»»

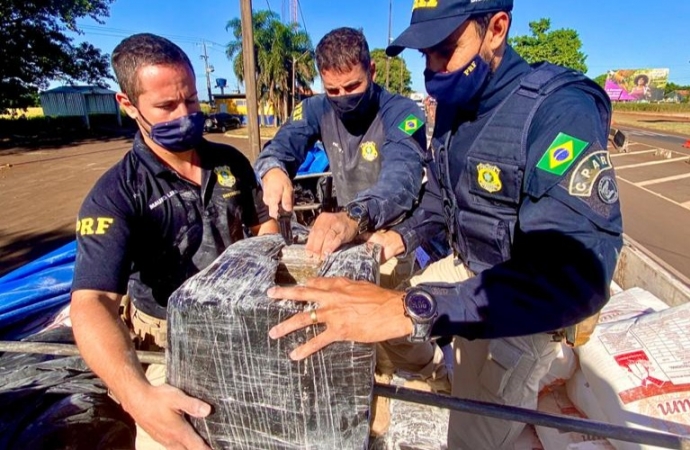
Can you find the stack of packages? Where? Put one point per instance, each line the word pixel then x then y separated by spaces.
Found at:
pixel 634 372
pixel 220 352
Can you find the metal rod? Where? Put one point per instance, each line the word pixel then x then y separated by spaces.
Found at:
pixel 516 414
pixel 504 412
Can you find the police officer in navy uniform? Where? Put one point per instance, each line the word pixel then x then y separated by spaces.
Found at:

««

*Exercise instructions*: Would you give the data above again word for word, minus the pictures?

*Response area*:
Can you find the stack of packages? Where? Put one point per instance, each line the word pixel then x then y separated by spaces.
Found at:
pixel 634 372
pixel 220 352
Can you find the metal rod? Where? Put one point per instance, each line the word pixel then x then y separated by spaces.
Found at:
pixel 516 414
pixel 504 412
Can you find the police officer in navy uniform? Where? Put one point per instance, each line the word pixel then x then y separated by spaces.
Found at:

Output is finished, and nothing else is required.